# The request
Repeat the records below exactly as they appear.

# Input data
════

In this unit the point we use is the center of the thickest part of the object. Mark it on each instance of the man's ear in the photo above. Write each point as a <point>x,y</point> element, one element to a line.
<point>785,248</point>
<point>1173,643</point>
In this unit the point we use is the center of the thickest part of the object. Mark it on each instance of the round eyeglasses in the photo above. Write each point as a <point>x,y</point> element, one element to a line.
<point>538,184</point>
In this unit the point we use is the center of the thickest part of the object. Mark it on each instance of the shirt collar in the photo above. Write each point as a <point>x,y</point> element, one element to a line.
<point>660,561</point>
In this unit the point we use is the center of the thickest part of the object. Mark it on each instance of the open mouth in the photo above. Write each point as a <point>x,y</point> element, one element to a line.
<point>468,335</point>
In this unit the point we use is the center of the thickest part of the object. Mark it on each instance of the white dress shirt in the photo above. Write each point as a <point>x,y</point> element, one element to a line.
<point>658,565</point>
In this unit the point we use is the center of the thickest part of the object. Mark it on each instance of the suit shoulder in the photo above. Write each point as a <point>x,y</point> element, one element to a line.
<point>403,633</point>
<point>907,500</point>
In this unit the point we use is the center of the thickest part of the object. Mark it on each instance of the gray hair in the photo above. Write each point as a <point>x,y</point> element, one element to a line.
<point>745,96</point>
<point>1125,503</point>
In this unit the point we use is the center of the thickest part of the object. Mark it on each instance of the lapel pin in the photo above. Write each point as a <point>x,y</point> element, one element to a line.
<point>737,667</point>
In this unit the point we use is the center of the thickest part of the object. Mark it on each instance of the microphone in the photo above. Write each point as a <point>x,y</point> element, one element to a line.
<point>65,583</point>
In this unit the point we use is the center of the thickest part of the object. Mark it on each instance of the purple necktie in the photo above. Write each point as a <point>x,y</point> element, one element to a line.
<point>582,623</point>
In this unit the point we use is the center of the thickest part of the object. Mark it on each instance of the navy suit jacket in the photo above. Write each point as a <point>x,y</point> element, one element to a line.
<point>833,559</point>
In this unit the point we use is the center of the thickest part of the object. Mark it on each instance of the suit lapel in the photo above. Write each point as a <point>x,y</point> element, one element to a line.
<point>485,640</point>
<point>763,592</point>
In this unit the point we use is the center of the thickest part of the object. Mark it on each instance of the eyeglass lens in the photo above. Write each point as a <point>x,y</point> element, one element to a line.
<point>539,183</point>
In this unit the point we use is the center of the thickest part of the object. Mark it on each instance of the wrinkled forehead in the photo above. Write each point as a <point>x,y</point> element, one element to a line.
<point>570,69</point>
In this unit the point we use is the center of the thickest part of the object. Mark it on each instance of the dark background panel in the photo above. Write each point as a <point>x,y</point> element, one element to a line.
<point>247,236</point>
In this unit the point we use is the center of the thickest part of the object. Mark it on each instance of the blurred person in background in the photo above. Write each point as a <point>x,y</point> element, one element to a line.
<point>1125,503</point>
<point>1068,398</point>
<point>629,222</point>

════

# Answer to this exercise
In this unit the point we use is the center of the thickest part of the object. Mark it on each instance of the man's ear in the photo above. Write each point as a <point>x,y</point> element, one element to a line.
<point>785,248</point>
<point>1173,643</point>
In this unit the point we use is the center of the thickest part of the object. Mark it on each instance of the round eyeglasses in the photo above. Write each point as a <point>x,y</point> element, one element to a line.
<point>538,184</point>
In this unit the point we use is the center of the thickest part of the object. Mark it on each instance of the shirt collar in the photo above. Write each point as a <point>x,y</point> element, one element to a line.
<point>660,561</point>
In this unit the point we use is the center of the thickest part of the object. Mark it on each instance of the open mouth in the photo above. Write each point as a <point>x,y</point> element, one element to a line.
<point>468,335</point>
In this unit the point we use is the center of the thickest part of the object. Mark it on each instance of the white dress shirt in the photo above. Write each point as a <point>x,y</point> element, one element to a line.
<point>658,565</point>
In this unit the point we use is the center of the thickest part of the object. Mark it on each instance of the suit shoulder in the photo above. Write each point as a <point>x,y</point> element, one element to a line.
<point>403,633</point>
<point>907,500</point>
In this unit the point we use is the center of the thickest part of the object. Mark it on each instance of the gray hair in the photo above. Write each point as a <point>x,y</point> element, one element to a line.
<point>745,96</point>
<point>1125,503</point>
In this unit the point we use is the center of the thickest part of the object. Mark it on each instance of the lapel pin in the photo above. Write each point as a <point>x,y</point> element, one element to a line.
<point>737,667</point>
In this unit the point we use is the center of the thickest part of the object. Mark it on each instance of the microphone in the photo above. Write each point as a <point>x,y</point> element, one element to a line.
<point>65,583</point>
In this unit the point we use is the center of the thickest part of the object. Mark it on each instance of the purple necktie in the photo above. Write each point as a <point>x,y</point> element, one element to a line.
<point>582,623</point>
In this unit the point we use is the center of the thickest part of the object. Mark it on each instance of the navy suit jacket in the photo above. Write each point as a <point>x,y</point> element, one element to a line.
<point>833,559</point>
In this unit the point we use is the center of the thickest part of the object. Mark it on each instance of the suit lapel in the photo above. Write each point as a <point>x,y</point> element, one element to a line.
<point>485,640</point>
<point>763,592</point>
In this unit the point we use is the center of the thickest part of the object. Mark it on each instance of the eyeglass lens in the photo above. Write each point as a <point>x,y</point> element, one element to a line.
<point>539,183</point>
In this unit the point we use is the center of the thickest part of the object. Mark it on each instance of the wrinkled forehead in the photo above. Write each point as a <point>x,y</point> element, one element to a line.
<point>570,69</point>
In this unit the point we use is the center of the thickest part of the object. Mark it on each instance of the dark background panel in the photo above. Write each point as a <point>x,y</point> element, one element to a line.
<point>247,236</point>
In this unit the point we use is the center of the thickest part of the object. Mark it on each instance of the blurred person in background in the photo above. Write each point as a <point>x,y</point> element, one element to a line.
<point>1125,503</point>
<point>1068,398</point>
<point>629,222</point>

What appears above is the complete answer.